## Page text:
##########
TIL on Closed End Loans

 


a)  Actually available terms. If an advertisement for credit states specific credit terms, it shall state only those terms that actually are or will be arranged or offered by the creditor.

(b)  Clear and conspicuous standard. Disclosures required by this section shall be made clearly and conspicuously.

(c)  Advertisement of rate of finance charge. If an advertisement states a rate of finance charge, it shall state the rate as an "annual percentage rate," using that term. If the annual percentage rate may be increased after consummation, the advertisement shall state that fact. If an advertisement is for credit not secured by a dwelling, the advertisement shall not state any other rate, except that a simple annual rate or periodic rate that is applied to an unpaid balance may be stated in conjunction with, but not more conspicuously than, the annual percentage rate. If an advertisement is for credit secured by a dwelling, the advertisement shall not state any other rate, except that a simple annual rate that is applied to an unpaid balance may be stated in conjunction with, but not more conspicuously than, the annual percentage rate.

(d)  Advertisement of terms that require additional disclosures--(1) Triggering terms. If any of the following terms is set forth in an advertisement, the advertisement shall meet the requirements of paragraph (d)(2) of this section:

(i)  The amount or percentage of any down-payment.

(ii)  The number of payments or period of repayment.

(iii)  The amount of any payment.

(iv)  The amount of any finance charge.

(2)  Additional terms. An advertisement stating any of the terms in paragraph (d)(1) of this section shall state the following terms,49 as applicable (an example of one or more typical extensions of credit with a statement of all the terms applicable to each may be used):

(i)  The amount or percentage of the down-payment.
##########
## Source data:
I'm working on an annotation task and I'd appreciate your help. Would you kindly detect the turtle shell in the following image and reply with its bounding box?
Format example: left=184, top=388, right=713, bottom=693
##########
## Work to complete:
1 - In the closed-end loan advertising rules, what term must an advertisement use when it states a rate of finance charge?
2 - Do these statements agree with the closed-end loan advertising rules? Answer yes or no for each, and quote the deciding words. (a) An advertisement that states the number of payments must meet the requirements of paragraph (d)(2). (b) An advertisement for credit secured by a dwelling may state a periodic rate alongside the annual percentage rate. (c) Disclosures required by the section must be made clearly and conspicuously.
3 - Carry on the closed-end loan advertising rules from the point where they stop.
The listing above comes from a separate source.

## Responses by task:
1 - It must use the term "annual percentage rate."

2 -
(a) Yes: "If any of the following terms is set forth in an advertisement, the advertisement shall meet the requirements of paragraph (d)(2) of this section" and "The number of payments or period of repayment."
(b) No: "the advertisement shall not state any other rate, except that a simple annual rate that is applied to an unpaid balance may be stated in conjunction with, but not more conspicuously than, the annual percentage rate."
(c) Yes: "Disclosures required by this section shall be made clearly and conspicuously."

3 -
(ii)  The terms of repayment, which reflect the repayment obligations over the full term of the loan, including any balloon payment.

(iii)  The "annual percentage rate," using that term, and, if the rate may be increased after consummation, that fact.

(e)  Catalogs or other multiple-page advertisements; electronic advertisements--

(1)  If a catalog or other multiple-page advertisement, or an electronic advertisement (such as an advertisement appearing on an Internet Web site), gives information in a table or schedule in sufficient detail to permit determination of the disclosures required by paragraph (d)(2) of this section, it shall be considered a single advertisement if--

(i)  The table or schedule is clearly and conspicuously set forth; and

(ii)  Any statement of the credit terms in paragraph (d)(1) of this section appearing anywhere else in the catalog or advertisement clearly refers to the page or location where the table or schedule begins.

(2)  A catalog or other multiple-page advertisement or an electronic advertisement (such as an advertisement appearing on an Internet Web site) complies with paragraph (d)(2) of this section if the table or schedule of terms includes all appropriate disclosures for a representative scale of amounts up to the level of the more commonly sold higher-priced property or services offered.

(f)  Disclosure of Rates and Payments in Advertisements for Credit Secured by a Dwelling.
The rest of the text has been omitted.